→ Instructions for the task
Starting at the line containing "of the hurdle" and ending at the line containing "427L670 431L678 436L693", turn the items into a CSV with two columns, item_text and answer, one row per item. Put each value in a single quoted field, with line breaks replaced by spaces.

→ Materials provided
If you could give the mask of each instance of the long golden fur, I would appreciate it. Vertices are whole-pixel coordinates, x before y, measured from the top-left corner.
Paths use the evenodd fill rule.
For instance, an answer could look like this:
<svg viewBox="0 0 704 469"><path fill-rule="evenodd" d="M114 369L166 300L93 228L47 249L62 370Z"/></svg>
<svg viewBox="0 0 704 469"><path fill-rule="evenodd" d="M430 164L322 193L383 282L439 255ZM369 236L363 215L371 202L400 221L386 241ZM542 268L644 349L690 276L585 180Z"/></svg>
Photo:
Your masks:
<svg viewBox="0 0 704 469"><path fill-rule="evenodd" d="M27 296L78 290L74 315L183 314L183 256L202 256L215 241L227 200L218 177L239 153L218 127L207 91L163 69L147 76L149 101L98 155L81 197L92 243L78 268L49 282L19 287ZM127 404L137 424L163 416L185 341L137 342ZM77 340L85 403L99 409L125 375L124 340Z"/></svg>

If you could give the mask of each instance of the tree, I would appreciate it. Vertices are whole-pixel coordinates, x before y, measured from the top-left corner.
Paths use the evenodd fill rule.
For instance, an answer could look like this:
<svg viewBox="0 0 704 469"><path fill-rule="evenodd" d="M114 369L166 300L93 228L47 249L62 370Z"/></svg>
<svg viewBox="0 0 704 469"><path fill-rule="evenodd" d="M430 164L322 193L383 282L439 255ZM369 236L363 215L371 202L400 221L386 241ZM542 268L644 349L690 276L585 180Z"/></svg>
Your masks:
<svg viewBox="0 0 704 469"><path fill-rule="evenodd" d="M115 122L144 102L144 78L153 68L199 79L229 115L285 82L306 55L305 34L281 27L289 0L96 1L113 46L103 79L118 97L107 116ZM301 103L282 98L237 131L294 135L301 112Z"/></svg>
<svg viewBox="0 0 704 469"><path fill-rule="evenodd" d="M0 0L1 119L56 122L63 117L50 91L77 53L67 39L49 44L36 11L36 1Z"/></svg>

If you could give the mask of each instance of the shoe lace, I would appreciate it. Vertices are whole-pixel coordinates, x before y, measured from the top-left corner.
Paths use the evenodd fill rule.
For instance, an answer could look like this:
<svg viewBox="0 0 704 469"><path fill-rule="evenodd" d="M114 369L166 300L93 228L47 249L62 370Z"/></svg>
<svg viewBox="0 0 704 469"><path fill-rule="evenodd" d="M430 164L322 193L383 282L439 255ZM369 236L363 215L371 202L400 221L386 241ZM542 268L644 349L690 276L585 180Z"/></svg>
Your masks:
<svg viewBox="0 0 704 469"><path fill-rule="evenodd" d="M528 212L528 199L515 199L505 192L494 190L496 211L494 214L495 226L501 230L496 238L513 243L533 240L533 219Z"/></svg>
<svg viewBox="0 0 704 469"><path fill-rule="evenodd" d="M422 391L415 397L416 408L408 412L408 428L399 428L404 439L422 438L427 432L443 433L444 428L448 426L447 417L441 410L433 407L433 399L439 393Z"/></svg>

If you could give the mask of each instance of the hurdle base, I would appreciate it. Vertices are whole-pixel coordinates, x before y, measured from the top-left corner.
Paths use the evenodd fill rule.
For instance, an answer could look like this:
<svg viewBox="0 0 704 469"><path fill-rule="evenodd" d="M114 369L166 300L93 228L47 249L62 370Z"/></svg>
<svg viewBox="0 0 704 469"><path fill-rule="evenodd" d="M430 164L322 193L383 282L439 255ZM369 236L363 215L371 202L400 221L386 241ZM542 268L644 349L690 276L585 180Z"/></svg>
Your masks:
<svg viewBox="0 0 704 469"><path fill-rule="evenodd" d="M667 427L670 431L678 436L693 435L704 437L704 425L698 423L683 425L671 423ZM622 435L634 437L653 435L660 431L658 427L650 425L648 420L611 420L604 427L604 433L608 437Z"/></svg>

--

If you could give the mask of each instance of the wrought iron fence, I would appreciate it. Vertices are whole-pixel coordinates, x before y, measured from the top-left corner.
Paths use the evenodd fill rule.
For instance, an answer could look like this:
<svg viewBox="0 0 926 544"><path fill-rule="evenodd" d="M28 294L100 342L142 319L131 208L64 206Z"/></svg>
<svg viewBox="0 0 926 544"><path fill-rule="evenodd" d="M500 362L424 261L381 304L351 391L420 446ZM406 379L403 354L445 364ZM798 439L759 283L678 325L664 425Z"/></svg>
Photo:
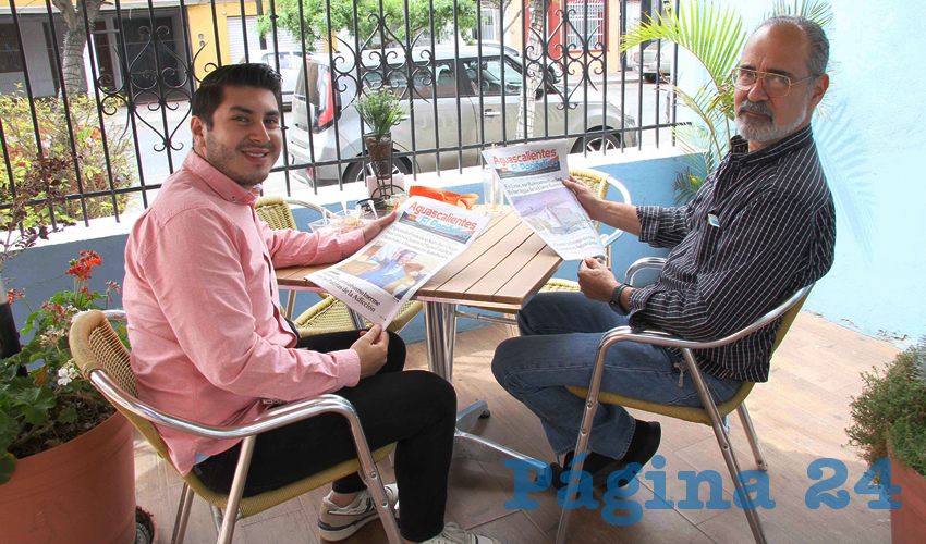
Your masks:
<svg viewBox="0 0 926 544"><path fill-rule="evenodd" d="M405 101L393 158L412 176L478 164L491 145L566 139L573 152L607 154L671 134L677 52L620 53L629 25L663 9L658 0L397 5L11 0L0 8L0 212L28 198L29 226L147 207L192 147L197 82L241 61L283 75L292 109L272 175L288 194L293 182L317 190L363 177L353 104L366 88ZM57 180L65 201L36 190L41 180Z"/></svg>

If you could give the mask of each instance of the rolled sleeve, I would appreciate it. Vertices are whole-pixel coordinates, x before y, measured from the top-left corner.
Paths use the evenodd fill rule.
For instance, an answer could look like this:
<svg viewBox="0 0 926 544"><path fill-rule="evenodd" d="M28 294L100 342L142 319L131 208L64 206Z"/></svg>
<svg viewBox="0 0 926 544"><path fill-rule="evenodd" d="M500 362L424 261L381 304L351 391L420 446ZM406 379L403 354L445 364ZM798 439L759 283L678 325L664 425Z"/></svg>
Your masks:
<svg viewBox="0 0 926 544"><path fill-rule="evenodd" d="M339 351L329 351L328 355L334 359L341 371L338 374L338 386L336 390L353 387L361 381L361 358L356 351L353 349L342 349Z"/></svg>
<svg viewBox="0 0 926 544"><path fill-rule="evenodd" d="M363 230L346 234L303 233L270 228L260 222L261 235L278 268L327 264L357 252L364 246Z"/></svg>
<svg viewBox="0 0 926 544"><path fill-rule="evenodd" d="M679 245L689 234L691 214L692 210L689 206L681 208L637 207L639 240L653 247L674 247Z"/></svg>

* * *

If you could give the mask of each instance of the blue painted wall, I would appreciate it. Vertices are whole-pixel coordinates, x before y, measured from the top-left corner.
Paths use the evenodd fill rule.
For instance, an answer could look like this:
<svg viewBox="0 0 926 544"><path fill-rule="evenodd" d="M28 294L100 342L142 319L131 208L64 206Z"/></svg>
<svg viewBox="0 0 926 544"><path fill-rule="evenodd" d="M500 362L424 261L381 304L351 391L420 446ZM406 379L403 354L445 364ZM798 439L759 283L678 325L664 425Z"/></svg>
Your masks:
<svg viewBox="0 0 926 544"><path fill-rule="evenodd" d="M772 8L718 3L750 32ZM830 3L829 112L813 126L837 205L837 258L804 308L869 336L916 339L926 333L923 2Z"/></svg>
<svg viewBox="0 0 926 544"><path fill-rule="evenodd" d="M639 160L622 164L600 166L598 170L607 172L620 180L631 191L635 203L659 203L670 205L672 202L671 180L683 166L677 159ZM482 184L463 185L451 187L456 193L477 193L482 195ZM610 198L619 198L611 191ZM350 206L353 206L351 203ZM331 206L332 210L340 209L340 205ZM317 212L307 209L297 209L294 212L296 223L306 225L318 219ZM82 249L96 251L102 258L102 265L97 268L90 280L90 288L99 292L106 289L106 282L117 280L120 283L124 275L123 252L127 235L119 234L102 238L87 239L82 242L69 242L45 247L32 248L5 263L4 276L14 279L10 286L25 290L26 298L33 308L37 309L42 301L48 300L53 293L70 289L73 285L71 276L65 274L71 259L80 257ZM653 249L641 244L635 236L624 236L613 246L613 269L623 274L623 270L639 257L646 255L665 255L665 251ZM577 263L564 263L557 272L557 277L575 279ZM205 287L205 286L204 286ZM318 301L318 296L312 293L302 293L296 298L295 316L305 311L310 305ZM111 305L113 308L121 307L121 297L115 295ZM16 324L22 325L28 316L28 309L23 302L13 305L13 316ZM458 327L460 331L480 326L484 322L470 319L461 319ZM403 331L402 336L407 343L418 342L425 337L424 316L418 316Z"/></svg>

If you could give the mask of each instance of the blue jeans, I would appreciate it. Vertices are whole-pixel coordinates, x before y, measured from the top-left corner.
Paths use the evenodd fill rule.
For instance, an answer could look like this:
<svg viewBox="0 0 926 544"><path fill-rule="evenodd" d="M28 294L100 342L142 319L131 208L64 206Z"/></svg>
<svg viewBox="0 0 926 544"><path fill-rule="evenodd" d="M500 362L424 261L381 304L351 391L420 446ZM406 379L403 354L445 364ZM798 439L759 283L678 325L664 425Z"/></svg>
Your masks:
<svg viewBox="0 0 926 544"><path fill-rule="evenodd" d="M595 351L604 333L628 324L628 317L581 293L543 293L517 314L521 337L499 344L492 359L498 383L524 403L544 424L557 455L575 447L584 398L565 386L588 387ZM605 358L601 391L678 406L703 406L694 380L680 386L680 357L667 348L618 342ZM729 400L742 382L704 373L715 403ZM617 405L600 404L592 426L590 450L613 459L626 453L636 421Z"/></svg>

→ Full answer
item_text,answer
"If you could give the mask of each instance of the hurdle base, I would appreciate it. Vertices are whole-pixel coordinates, x before y, measured from the top-left corner. Paths use the evenodd fill rule. For instance, an answer could look like this: <svg viewBox=""0 0 704 469""><path fill-rule=""evenodd"" d=""M114 369L166 300L93 228L47 249L62 370Z""/></svg> <svg viewBox=""0 0 704 469""><path fill-rule=""evenodd"" d=""M430 164L322 193L383 282L439 255ZM369 236L363 215L371 202L400 221L386 241ZM542 268L644 349L690 276L585 180Z""/></svg> Your masks:","<svg viewBox=""0 0 704 469""><path fill-rule=""evenodd"" d=""M667 427L670 431L678 436L693 435L704 437L704 425L698 423L683 425L671 423ZM622 435L634 437L653 435L660 431L658 427L650 425L648 420L611 420L604 427L604 433L608 437Z""/></svg>"